Guiné 63/74 - P10826: A minha CCAÇ 12 - Anexos (II): Quem se lembra destes camaradas guineenses da 1.ª Secção do 3.º GComb? (António Mateus / Luís Graça)


Foto nº 1 


Foto nº 2


Foto nº 3

Guiné > Zona leste > Região de Bafatá > Contuboel > junho/julho de 1969 > uma secção do 3º Gr Comb da CCAÇ 2590 (futura CCAÇ 12), em frada nº 3, durante a instrução de especialidade do pessoal de recrutamento local. (*)

Em primeiro plano, na foto nº 1, da esquerda para a direita,  os 1ºs cabos Carlos Alberto Alves Galvão [, vive na Covilhã, foto nº 2], que  irá integrar mais tarde a 1ª secção ; e  António Braga Rodrigues Mateus [, durante muito tempo sem morada conhecida, hoje sabemos que vive em Guifões,  Matosinhos] , que irá pertencer à 2ª secção (**).

A 1ª secção era comandada pelo saudoso Fur Mil Luciano Severo de Almeida, natural do Montijo, enquanto a 2º secção tinha comandante o nosso querido amigo Arlindo Teixeira Roda [, natural de Pousos, Leiria; professor em Setúbal, reformado, e grande damista, e um dos nossos fotógrafos de Bambadinca ]... A 3ª estava entregue ao madeirense, fur mil José Luís Vieira de Sousa.

O comandante do 3º Gr Com era o alf mil inf Abel Maria Rodrigues, Passei por este grupo de combate, como aliás passei por todos, tapando "buracos" (feridos, doentes, desenfiados, de férias...). Mais pelo 3º e pelo 4º do que pelo 1º e pelo 2º. Eu era o furriel "pião das nicas", dizia-me o capitão, e eu nunca soube se, na boca dele, a expressão  era elogio, se era gozo... Foi no 2º Gr Comb que tive o meu batismo de fogo (setembro de 1969), e no 4º que apanhei com uma anticarro (janeiro de 1971). Enfim, não vem ao caso, agora, a minha história...
════
■ Complete o seguinte:
[1] Extraia dos registos todas as linhas em que figure a palavra "digital".
[2] Prossiga com o texto sobre os camaradas do 3.º grupo de combate da CCAÇ 12 a partir do ponto em que termina.
Os registos não têm qualquer relação com o texto.
════
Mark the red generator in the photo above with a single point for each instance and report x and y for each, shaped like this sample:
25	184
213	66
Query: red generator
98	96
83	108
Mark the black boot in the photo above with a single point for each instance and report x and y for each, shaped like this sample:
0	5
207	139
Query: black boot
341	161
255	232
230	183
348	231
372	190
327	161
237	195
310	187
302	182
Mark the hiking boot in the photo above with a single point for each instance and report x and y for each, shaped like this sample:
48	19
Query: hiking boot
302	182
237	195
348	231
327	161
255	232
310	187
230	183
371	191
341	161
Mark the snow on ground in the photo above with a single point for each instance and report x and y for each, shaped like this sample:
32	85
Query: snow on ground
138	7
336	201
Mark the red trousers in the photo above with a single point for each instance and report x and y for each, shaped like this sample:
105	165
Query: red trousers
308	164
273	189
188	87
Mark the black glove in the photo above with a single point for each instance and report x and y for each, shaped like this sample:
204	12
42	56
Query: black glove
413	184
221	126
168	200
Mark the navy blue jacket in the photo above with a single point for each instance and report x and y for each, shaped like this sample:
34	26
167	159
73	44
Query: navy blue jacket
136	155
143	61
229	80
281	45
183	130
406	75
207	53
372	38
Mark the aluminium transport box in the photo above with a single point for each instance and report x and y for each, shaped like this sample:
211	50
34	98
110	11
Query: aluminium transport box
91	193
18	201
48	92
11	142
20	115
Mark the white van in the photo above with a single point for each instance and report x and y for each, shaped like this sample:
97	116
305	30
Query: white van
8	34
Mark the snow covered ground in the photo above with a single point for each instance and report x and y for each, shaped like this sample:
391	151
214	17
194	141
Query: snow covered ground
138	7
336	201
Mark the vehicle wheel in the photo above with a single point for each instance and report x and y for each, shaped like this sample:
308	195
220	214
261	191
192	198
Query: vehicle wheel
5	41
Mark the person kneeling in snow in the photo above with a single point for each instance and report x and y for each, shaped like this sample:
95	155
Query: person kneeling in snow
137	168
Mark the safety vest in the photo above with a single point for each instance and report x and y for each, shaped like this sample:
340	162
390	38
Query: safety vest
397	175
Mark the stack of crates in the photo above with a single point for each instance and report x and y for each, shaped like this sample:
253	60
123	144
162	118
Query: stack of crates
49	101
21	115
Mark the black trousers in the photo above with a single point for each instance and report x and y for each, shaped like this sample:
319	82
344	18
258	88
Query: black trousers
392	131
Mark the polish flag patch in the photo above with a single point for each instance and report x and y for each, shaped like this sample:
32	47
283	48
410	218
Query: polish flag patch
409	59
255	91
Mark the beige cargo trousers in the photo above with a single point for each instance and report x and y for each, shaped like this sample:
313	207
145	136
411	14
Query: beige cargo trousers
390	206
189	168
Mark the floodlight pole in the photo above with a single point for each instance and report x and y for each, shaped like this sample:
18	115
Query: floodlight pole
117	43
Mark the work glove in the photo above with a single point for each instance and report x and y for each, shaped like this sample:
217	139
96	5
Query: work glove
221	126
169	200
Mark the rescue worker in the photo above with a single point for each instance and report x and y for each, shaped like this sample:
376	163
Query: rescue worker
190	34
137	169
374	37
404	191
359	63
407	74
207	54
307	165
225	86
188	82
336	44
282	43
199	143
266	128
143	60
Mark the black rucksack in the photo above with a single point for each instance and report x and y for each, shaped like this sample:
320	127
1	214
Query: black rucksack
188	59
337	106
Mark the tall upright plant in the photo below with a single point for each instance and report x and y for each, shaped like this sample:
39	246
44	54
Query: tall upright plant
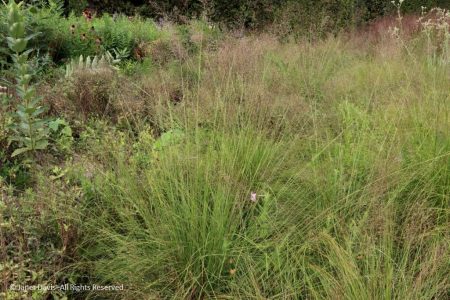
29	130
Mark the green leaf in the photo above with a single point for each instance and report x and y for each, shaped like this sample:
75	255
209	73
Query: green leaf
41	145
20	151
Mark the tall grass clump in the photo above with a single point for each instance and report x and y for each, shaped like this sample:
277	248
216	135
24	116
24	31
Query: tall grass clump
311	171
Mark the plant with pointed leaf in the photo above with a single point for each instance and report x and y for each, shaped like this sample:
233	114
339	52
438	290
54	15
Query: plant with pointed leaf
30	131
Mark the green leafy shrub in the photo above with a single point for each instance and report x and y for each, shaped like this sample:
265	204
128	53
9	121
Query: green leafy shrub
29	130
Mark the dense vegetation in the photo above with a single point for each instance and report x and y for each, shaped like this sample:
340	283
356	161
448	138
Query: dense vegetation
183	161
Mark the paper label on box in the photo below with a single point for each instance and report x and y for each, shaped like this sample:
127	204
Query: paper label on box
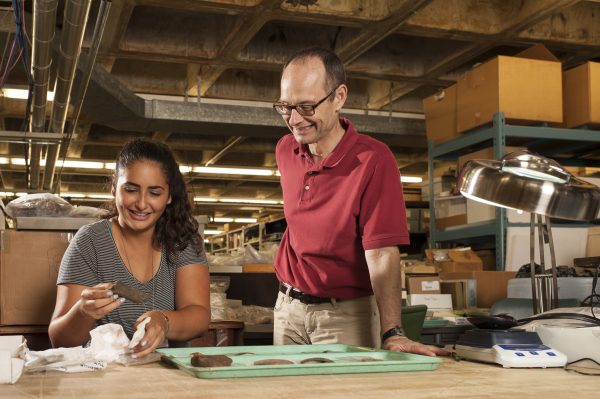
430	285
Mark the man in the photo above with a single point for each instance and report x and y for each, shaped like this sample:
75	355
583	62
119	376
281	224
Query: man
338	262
════
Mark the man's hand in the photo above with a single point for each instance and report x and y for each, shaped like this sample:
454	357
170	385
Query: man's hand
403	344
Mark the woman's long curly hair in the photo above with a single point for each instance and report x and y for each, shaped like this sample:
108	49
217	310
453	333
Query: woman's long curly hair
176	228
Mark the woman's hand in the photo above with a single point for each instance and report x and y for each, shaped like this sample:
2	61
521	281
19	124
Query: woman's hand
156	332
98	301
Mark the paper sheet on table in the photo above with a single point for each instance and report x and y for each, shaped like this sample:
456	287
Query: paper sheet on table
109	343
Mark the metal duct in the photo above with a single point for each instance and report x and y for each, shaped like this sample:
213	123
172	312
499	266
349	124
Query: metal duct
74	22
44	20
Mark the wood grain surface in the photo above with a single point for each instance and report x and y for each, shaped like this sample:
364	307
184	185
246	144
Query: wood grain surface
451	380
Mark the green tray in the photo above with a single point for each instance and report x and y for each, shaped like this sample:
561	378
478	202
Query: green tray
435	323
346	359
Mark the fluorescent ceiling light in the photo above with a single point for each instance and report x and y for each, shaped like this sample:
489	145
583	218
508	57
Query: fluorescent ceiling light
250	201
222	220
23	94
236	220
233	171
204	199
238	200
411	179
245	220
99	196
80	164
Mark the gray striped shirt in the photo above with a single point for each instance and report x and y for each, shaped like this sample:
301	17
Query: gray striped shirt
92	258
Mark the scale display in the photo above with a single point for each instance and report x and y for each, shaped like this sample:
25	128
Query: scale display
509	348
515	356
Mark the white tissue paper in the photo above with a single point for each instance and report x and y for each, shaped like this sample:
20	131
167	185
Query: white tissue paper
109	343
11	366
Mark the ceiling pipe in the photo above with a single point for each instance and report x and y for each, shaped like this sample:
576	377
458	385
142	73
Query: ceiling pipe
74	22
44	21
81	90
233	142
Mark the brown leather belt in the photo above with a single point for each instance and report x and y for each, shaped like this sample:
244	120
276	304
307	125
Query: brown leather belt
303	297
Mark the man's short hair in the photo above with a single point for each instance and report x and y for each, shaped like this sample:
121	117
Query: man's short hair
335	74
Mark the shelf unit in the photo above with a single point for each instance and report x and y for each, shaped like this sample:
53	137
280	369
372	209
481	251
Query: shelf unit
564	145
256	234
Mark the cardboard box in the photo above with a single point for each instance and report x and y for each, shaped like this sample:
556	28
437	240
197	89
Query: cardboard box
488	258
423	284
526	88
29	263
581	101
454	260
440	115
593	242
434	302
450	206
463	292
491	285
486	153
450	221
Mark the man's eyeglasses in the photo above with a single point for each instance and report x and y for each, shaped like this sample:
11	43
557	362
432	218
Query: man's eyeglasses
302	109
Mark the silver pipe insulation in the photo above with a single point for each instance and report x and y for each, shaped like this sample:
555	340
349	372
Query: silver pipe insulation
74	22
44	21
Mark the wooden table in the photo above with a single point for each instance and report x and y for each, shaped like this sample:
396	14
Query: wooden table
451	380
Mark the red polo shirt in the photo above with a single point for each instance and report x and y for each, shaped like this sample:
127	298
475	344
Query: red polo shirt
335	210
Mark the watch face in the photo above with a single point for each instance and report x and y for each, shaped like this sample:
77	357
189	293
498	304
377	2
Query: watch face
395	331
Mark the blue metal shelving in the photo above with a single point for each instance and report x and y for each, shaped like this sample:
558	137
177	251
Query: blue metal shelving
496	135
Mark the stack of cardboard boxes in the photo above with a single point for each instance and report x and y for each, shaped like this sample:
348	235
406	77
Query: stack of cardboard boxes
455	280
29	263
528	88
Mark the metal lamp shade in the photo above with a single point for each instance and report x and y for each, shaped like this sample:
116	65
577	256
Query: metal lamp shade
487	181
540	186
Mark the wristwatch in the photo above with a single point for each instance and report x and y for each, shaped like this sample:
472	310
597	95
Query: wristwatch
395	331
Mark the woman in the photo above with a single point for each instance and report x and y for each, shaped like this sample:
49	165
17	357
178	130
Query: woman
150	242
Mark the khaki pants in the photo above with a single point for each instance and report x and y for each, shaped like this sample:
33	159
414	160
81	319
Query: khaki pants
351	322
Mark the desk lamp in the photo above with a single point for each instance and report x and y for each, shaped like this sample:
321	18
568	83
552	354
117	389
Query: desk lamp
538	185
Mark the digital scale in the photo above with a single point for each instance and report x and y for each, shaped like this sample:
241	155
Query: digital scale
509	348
════
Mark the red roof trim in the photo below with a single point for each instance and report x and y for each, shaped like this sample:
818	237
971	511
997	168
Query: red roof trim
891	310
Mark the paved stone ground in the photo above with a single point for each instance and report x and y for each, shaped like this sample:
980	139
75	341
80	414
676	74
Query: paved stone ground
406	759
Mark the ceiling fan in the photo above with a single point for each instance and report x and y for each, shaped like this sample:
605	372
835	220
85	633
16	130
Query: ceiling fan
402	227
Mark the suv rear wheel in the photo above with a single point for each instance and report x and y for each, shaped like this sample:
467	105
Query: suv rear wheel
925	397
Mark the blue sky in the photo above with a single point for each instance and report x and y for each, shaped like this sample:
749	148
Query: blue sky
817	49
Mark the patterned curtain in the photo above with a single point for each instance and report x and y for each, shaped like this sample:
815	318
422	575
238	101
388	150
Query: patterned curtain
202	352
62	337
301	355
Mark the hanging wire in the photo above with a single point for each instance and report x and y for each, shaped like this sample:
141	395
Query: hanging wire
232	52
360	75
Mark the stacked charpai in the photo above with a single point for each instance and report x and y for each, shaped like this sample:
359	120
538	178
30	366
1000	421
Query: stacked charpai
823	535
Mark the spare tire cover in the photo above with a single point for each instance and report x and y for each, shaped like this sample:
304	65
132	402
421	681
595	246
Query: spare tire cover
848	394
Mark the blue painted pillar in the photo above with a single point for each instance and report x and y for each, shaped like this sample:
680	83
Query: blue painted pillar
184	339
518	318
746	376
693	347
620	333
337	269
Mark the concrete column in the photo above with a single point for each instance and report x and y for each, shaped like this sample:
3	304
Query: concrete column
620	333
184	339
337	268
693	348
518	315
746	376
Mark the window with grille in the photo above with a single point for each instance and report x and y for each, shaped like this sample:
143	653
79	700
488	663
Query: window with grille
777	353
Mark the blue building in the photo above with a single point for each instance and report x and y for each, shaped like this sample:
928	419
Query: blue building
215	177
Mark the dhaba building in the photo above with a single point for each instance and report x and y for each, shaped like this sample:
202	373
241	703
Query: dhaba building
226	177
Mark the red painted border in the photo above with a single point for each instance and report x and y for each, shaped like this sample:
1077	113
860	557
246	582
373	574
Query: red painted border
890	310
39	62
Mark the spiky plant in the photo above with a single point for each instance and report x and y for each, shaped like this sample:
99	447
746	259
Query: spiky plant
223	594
════
■ Respostas esperadas:
[1]
Mark the digital scale in the photo above with a single point for each instance and report x and y for each, shaped like this sample:
Query: digital scale

[2]
Os soldados africanos das fotos acima reconheço-os a todos, mas tenho dificuldade, de momento, em identificá-los pelos nomes. Uns eram mais putos e brincalhões, outros mais sérios e reservados, com mais dificuldade em falar português. Tenho hoje uma pena enorme de não ter muitas mais fotos dos nossos camaradas guineenses (da CCAÇ 12 e de de outros unidades africanas), e de não poder identificá-los um a um. O mais provável é que apenas um destes seis meus camaradas guineenses estejam ainda vivo,  talvez o mais jovem (o terceiro a contar da esquerda, na foto nº 2), ainda com cara de criança, jovial, alegre, reguila, de quem me lembro tão bem, e com saudade. Seria o Sambel ?

Os que constam das fotos acima (vd. em detalha, as fotos nº 2 e 3) parecem-me ser os da 1ª secção que era constituída pelos seguintes elementos (***):

Fur Mil Luciano Severo de Almeida [, viva no Montijo, já falecido]
1º Cabo 02920168 Carlos Alberto Alves Galvão [, vive na Covilhã]
Soldado Arvorado 82108769 Totala Baldé (Fula)
Sold 82108569 Sambel Baldé (Fula)
Sold 82108969 Mauro Baldé (Ap LGFog 8,9) (Fula)
Sold 82110369 Jamalu Baldé (Mun LGFog 8,9) (Fula)
Sold 82109169 Malan Baldé (Fula)
Sold 82109569 Iéro Jau (Ap Dilagrama) (Fula)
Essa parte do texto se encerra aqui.